Copy exactly, and only, the lines from the line containing "If you could indicate the floor" through the last line of the records below, both included.
Start of DATASET ROWS
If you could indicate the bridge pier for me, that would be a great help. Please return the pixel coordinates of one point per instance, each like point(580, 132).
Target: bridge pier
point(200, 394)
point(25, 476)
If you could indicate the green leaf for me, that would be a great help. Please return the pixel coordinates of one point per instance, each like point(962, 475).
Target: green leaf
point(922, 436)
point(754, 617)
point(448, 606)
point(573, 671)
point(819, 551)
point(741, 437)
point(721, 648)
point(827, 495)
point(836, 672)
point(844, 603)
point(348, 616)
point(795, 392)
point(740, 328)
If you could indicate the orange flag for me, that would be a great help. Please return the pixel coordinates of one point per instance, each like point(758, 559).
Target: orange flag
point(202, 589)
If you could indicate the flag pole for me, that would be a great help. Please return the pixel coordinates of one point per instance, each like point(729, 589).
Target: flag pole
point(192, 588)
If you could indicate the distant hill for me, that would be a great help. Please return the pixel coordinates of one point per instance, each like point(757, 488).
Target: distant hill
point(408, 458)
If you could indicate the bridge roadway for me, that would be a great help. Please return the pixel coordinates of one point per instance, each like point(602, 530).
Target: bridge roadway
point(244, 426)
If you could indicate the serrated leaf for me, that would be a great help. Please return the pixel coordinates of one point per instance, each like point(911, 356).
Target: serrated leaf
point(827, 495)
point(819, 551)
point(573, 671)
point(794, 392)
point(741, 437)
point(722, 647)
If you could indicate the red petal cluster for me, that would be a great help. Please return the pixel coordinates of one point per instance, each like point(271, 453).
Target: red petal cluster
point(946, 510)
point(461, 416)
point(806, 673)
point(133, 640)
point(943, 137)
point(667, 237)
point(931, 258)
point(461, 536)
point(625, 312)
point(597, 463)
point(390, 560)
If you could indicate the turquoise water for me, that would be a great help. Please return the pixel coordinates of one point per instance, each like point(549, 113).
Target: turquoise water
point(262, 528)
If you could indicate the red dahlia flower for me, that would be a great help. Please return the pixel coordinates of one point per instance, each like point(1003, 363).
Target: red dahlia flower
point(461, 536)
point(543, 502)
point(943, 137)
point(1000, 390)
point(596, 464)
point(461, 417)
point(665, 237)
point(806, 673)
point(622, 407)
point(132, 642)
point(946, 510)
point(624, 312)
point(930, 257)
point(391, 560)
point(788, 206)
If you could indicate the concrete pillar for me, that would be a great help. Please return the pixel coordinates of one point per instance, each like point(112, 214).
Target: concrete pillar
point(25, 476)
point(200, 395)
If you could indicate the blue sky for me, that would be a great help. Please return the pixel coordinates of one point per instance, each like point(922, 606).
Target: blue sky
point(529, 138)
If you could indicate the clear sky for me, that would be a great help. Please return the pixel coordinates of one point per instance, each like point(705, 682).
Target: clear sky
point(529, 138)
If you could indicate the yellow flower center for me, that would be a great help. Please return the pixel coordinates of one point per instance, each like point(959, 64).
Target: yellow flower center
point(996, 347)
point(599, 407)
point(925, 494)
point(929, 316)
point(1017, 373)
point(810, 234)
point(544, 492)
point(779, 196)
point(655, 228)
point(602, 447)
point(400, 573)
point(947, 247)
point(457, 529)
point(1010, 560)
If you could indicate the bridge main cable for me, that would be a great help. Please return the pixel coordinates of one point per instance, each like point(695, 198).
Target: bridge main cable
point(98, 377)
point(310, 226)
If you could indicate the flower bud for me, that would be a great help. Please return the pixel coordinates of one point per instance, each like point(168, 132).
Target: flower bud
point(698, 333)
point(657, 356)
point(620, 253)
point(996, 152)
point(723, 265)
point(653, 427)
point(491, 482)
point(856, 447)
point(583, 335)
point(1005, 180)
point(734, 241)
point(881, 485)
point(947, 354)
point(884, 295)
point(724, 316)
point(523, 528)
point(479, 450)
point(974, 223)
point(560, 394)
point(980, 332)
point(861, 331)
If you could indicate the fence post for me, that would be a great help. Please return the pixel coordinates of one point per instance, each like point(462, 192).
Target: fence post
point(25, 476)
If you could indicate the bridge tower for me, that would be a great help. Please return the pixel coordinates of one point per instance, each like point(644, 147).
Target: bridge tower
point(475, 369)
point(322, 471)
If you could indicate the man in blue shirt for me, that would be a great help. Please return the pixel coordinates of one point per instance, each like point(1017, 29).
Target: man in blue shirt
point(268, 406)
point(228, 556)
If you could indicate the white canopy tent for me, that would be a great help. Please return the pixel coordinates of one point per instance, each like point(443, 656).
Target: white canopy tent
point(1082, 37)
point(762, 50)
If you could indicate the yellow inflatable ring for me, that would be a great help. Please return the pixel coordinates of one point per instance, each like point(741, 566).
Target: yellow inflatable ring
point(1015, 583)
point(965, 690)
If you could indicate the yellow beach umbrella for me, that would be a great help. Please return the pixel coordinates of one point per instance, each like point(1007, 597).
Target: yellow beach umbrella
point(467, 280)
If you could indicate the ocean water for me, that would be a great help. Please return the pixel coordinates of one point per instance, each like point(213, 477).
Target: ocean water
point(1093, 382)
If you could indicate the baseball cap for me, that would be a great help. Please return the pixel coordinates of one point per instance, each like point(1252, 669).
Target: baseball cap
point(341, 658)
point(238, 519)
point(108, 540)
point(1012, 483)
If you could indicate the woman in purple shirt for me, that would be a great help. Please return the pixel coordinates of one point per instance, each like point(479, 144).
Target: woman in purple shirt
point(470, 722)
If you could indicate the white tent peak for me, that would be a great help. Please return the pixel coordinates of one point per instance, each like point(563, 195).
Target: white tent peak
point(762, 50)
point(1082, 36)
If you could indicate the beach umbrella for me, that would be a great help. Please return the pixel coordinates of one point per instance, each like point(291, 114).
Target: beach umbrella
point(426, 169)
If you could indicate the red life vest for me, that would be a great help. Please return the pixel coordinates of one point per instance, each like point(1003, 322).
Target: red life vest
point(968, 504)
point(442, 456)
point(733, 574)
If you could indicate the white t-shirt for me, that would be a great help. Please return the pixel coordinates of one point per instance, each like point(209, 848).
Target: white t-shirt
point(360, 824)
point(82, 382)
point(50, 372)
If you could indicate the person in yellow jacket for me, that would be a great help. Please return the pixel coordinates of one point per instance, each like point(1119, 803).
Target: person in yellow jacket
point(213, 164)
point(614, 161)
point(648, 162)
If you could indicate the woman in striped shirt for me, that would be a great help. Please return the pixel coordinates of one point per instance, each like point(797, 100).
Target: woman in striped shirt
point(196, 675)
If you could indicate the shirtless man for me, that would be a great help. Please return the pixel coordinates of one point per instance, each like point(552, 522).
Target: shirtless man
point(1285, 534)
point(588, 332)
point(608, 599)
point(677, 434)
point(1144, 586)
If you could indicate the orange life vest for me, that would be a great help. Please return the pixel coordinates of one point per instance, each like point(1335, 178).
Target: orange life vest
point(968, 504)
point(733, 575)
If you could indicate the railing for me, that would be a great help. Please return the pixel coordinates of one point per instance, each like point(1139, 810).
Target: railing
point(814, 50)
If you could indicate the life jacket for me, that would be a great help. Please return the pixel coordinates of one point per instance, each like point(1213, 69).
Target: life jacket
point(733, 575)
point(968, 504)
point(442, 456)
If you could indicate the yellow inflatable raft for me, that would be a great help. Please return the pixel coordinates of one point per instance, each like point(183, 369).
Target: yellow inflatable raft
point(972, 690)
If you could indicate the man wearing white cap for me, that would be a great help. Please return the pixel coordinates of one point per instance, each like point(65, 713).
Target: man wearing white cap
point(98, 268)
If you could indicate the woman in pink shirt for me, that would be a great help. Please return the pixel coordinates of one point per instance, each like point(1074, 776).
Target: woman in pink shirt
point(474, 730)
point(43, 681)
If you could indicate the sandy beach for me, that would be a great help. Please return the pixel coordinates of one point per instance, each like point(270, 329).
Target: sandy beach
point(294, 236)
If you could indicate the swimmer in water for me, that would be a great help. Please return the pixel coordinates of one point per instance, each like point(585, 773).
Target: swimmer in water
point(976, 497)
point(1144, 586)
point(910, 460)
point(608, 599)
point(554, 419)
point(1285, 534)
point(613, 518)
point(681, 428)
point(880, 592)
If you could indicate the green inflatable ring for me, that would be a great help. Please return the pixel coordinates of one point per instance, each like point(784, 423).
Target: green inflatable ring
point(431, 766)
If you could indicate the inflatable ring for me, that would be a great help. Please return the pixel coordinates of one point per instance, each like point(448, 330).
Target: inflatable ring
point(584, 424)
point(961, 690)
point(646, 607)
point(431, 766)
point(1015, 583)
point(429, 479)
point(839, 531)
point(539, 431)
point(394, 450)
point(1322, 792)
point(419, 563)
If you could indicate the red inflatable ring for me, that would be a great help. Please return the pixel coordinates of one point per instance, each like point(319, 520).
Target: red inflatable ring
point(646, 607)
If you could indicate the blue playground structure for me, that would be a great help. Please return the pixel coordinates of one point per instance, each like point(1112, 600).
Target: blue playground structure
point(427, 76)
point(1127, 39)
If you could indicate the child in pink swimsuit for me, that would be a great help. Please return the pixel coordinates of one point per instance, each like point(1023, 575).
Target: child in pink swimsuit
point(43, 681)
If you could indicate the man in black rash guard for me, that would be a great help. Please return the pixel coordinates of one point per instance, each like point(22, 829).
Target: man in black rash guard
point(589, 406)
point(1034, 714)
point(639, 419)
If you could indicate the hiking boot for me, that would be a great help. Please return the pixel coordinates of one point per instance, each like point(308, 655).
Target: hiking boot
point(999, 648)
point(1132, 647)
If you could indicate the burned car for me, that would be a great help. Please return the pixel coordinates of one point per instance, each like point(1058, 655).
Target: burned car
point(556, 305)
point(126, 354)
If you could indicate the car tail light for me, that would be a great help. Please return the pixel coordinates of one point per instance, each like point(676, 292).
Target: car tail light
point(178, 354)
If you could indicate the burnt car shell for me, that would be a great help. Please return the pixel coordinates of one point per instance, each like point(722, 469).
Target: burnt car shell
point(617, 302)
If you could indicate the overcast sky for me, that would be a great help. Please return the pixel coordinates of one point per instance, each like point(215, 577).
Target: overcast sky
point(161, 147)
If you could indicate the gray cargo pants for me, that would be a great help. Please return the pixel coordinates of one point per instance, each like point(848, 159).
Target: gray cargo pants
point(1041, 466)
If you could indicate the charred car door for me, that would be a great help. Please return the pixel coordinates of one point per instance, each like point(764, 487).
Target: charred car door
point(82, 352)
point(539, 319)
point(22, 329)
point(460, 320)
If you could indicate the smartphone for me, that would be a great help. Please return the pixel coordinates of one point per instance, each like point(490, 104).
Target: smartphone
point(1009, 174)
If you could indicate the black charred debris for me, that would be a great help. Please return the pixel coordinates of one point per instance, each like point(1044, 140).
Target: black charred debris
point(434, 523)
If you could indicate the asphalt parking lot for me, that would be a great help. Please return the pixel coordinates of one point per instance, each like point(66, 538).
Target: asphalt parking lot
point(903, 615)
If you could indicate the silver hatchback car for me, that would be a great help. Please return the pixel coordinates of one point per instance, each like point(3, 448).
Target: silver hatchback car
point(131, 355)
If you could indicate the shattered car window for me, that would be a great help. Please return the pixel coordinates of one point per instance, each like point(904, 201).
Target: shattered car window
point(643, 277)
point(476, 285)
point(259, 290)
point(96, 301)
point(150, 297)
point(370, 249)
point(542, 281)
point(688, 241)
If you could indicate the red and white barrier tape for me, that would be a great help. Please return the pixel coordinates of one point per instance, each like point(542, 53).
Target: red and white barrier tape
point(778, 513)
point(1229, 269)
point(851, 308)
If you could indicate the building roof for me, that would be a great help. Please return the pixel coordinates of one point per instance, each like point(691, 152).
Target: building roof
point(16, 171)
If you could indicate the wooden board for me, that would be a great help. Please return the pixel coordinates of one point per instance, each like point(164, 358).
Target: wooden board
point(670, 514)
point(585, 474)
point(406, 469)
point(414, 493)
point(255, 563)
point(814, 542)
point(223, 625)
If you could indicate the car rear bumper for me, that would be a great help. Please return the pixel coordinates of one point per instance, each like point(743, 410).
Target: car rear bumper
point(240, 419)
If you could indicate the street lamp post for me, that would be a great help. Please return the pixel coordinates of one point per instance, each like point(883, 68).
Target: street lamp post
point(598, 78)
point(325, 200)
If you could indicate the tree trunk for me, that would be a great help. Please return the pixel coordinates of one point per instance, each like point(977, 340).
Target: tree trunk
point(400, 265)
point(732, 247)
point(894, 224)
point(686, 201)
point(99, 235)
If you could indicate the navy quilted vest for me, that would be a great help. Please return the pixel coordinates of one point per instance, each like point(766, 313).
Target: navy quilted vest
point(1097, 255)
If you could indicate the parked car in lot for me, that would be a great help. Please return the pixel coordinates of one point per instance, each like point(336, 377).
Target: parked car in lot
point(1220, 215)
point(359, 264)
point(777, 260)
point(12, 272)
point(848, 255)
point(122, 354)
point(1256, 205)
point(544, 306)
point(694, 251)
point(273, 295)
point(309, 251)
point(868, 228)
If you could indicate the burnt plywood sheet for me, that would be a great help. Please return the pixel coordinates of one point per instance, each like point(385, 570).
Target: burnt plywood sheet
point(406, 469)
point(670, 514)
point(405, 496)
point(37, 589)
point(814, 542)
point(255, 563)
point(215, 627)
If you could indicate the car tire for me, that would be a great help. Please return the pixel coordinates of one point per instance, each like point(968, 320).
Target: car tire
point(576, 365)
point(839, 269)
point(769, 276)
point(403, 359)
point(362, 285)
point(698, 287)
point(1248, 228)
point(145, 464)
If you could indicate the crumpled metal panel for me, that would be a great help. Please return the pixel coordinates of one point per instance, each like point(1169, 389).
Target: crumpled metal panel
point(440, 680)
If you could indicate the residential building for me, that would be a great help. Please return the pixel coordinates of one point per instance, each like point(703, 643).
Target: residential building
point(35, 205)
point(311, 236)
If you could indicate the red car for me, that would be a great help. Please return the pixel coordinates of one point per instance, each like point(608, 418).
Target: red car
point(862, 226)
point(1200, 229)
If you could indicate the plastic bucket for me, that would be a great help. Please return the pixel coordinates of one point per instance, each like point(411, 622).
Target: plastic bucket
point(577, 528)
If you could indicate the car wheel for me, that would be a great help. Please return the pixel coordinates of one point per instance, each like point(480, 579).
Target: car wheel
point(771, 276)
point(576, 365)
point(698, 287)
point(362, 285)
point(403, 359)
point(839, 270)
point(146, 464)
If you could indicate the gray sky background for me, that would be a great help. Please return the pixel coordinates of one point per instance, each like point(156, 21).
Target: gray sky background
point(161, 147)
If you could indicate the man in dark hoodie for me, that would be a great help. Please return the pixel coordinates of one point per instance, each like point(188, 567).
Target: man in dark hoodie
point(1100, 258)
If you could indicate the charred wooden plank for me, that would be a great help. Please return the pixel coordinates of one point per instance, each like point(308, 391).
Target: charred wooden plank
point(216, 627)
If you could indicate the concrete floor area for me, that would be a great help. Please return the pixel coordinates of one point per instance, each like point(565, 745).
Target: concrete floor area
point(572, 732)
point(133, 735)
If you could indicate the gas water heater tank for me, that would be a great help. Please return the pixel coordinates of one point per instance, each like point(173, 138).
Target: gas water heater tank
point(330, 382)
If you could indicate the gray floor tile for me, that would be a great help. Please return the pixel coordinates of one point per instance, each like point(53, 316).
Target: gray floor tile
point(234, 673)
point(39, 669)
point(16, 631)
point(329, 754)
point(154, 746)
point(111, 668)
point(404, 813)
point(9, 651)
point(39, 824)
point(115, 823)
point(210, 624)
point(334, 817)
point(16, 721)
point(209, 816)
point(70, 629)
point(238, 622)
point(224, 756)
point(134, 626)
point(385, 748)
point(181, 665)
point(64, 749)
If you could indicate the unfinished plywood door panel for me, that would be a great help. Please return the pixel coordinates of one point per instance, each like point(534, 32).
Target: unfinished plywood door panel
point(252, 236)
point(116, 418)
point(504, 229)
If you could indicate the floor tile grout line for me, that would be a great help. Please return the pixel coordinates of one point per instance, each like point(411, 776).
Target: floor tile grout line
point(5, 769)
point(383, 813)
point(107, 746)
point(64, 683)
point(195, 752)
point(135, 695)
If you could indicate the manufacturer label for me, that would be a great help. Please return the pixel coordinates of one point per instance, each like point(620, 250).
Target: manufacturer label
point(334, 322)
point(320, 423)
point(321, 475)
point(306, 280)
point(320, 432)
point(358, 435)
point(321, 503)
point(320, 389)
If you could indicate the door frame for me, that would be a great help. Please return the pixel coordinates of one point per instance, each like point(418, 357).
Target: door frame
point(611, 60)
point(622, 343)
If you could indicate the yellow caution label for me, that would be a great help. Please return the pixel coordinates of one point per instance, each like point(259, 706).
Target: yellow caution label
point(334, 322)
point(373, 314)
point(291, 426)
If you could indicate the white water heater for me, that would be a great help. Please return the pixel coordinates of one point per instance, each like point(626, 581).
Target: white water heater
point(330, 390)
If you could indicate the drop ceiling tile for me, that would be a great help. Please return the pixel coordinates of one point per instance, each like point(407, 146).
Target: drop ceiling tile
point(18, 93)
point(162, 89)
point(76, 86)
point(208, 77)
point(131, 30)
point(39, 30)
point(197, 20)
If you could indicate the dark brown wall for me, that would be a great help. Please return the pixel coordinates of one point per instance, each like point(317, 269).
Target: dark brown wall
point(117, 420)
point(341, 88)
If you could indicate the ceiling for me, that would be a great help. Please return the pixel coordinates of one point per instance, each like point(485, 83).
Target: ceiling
End of DATASET ROWS
(WRITTEN ANSWER):
If you could indicate the floor tile grout line for me, that would be a great help. Please return the pixel coordinates of one point per instance, each like point(411, 776).
Target: floor tile grout line
point(5, 769)
point(383, 813)
point(107, 746)
point(64, 683)
point(195, 752)
point(135, 695)
If you could indicate the manufacturer label for me, that would be a great help. Please return the pixel coordinates of one point per instance, each like point(620, 250).
Target: manufacturer label
point(334, 322)
point(320, 423)
point(321, 475)
point(306, 280)
point(320, 432)
point(358, 435)
point(321, 503)
point(320, 389)
If you could indicate the door frame for me, that would be a great help. Please return the pixel coordinates of one point per instance, each like point(418, 357).
Target: door frame
point(611, 60)
point(622, 343)
If you could indicate the yellow caution label for me, that would be a great help. Please return the pixel coordinates of one point per instance, each like point(259, 706).
Target: yellow caution label
point(334, 322)
point(373, 314)
point(291, 426)
If you could indicate the white water heater for me, that would be a great help. Please return the pixel coordinates of one point per instance, each like point(626, 581).
Target: white water heater
point(330, 390)
If you could indicate the drop ceiling tile for me, that would be a great help. Please return the pixel coordinates of one point per instance, each like point(407, 146).
Target: drop ceiling tile
point(18, 93)
point(162, 89)
point(76, 86)
point(208, 77)
point(131, 30)
point(39, 30)
point(197, 20)
If you could indicate the dark brown wall for me, that would be a great help. Please return the pixel coordinates of one point per instance, each like point(317, 269).
Target: dark brown wall
point(117, 420)
point(341, 88)
If you could indicate the ceiling for me, that would be a great help. Please return the pixel coordinates of one point per instance, each like point(485, 83).
Target: ceiling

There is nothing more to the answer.